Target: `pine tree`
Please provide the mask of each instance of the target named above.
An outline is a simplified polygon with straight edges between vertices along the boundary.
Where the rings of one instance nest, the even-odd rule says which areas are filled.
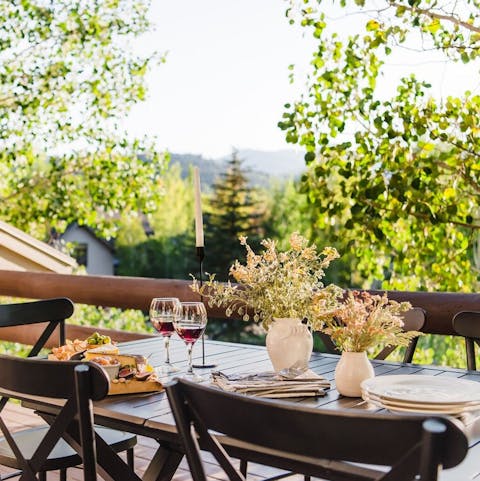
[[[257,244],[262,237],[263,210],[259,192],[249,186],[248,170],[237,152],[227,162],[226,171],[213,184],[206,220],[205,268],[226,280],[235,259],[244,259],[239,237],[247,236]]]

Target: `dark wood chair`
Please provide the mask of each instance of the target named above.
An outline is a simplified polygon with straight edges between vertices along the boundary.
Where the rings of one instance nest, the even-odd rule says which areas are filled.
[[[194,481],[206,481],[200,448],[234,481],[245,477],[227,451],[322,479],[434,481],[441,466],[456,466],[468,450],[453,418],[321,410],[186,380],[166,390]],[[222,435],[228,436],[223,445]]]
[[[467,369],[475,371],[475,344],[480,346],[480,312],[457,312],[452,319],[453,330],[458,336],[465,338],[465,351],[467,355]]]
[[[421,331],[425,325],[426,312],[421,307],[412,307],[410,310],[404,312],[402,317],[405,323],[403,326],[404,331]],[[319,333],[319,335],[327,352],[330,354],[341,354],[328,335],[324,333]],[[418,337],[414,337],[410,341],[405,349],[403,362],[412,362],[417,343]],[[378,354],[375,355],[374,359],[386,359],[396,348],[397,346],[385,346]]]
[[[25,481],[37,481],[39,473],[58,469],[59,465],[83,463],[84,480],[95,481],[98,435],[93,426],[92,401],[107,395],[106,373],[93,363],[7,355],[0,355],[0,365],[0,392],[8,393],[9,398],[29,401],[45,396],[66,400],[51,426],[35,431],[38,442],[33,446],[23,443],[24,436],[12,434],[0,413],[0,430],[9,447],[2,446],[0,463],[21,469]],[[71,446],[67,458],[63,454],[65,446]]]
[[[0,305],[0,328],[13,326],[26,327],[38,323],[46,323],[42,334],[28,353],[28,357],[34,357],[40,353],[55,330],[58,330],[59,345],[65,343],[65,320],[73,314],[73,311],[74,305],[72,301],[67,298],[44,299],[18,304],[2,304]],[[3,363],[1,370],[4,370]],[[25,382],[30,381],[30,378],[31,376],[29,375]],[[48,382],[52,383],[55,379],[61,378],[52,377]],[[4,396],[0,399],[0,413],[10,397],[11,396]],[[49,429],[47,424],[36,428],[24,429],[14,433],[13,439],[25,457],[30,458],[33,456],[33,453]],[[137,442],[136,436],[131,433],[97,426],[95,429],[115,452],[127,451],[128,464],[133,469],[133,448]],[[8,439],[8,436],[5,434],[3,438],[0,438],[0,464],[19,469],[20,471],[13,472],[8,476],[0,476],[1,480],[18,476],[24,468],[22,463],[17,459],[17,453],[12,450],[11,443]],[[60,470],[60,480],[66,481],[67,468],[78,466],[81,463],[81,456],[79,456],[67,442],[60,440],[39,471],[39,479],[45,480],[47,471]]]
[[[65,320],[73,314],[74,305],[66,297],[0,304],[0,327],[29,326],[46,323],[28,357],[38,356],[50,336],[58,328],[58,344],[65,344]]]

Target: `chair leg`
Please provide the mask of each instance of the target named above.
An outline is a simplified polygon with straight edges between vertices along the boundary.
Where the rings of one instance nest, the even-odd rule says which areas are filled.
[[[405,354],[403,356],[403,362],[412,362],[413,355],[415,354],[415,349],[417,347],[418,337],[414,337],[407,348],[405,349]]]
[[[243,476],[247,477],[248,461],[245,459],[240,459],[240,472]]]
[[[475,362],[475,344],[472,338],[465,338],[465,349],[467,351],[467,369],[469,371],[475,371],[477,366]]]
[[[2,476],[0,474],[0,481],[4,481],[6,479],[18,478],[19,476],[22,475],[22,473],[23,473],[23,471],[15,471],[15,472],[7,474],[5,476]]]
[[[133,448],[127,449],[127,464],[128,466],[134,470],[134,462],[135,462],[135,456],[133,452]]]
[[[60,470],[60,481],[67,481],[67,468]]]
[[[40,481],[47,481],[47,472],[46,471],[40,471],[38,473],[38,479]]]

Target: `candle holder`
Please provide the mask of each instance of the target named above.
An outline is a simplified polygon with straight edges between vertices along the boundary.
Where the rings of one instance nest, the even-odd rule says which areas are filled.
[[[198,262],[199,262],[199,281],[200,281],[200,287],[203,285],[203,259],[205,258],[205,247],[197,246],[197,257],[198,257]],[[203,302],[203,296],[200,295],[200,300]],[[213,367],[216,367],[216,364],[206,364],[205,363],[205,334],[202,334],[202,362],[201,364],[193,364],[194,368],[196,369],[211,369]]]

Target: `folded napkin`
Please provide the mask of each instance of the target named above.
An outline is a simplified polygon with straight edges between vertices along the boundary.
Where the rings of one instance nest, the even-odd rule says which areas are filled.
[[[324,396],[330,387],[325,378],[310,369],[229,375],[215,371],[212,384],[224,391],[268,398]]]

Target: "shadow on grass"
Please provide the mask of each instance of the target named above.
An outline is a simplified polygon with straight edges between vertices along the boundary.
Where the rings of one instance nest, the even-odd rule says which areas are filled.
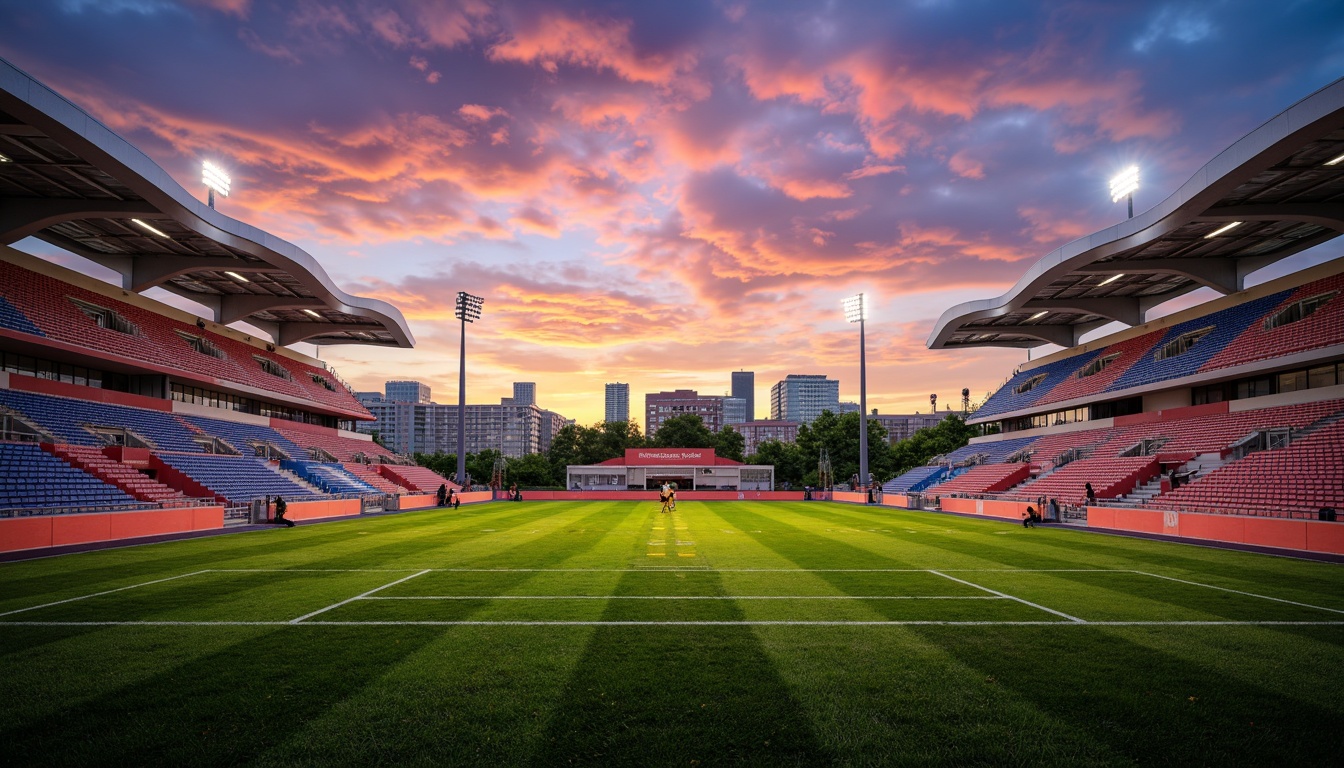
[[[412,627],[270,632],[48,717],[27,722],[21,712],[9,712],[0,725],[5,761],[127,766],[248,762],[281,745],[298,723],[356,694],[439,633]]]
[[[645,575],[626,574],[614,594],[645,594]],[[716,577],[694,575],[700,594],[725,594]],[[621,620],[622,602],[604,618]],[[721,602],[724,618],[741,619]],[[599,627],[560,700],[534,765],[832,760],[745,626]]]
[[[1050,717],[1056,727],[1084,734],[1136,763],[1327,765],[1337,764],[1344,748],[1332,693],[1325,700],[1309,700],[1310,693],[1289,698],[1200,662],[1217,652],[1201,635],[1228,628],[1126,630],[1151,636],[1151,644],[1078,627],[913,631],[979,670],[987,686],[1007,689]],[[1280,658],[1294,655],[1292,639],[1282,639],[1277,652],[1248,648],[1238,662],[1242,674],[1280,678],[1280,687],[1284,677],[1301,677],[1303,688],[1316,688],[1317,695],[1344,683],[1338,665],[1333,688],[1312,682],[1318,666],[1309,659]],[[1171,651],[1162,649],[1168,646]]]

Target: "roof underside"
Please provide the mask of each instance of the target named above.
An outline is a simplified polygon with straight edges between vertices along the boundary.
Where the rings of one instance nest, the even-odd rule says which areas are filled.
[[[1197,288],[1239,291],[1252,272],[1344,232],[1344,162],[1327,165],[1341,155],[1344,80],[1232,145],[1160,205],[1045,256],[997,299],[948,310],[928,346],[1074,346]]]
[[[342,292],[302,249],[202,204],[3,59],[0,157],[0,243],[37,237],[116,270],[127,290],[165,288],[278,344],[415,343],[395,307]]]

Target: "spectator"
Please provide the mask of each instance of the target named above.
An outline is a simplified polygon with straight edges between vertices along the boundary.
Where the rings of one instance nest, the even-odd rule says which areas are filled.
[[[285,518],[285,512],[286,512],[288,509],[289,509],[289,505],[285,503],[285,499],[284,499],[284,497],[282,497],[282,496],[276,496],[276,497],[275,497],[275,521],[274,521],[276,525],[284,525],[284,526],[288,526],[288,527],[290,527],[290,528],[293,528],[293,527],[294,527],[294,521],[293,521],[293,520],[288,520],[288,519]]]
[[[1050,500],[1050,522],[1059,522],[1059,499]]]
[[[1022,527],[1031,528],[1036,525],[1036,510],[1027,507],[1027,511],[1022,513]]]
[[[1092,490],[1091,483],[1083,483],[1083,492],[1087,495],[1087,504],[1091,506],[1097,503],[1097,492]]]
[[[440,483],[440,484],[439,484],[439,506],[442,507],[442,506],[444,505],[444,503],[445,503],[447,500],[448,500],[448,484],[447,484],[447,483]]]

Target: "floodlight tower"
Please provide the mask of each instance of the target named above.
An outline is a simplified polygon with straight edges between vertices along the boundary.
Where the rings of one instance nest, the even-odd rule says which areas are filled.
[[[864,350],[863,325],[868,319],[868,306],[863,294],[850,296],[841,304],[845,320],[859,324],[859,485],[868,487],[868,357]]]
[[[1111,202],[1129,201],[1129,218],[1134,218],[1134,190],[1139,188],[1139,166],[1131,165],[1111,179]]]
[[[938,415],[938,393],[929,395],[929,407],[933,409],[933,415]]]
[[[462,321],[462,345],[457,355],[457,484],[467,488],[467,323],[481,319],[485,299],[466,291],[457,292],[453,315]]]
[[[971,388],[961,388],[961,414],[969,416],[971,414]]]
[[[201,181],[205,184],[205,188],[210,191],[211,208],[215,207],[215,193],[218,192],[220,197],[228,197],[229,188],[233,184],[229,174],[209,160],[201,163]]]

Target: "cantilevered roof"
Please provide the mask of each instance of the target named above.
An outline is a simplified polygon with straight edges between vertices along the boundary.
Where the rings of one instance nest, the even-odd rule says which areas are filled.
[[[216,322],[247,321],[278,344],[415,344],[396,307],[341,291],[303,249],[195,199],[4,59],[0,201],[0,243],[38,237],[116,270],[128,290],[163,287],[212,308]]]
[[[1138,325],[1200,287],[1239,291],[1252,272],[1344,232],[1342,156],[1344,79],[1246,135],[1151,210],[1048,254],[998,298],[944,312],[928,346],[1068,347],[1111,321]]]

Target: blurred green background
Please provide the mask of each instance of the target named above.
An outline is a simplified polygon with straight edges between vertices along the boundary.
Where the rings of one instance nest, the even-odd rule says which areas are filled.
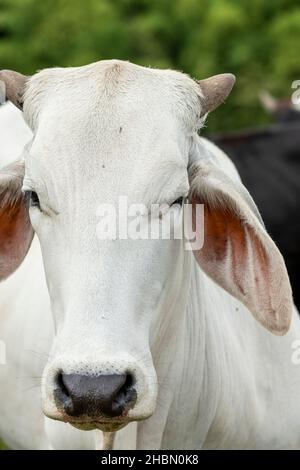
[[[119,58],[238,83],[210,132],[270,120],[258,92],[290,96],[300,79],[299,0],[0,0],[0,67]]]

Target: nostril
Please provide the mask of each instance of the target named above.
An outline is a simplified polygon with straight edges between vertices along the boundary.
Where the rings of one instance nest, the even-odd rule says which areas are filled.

- _DIRECTIONS_: Could you copy each line from the listing that has the word "roof" in it?

- _REPLY_:
Target: "roof underside"
Target: "cantilevered roof"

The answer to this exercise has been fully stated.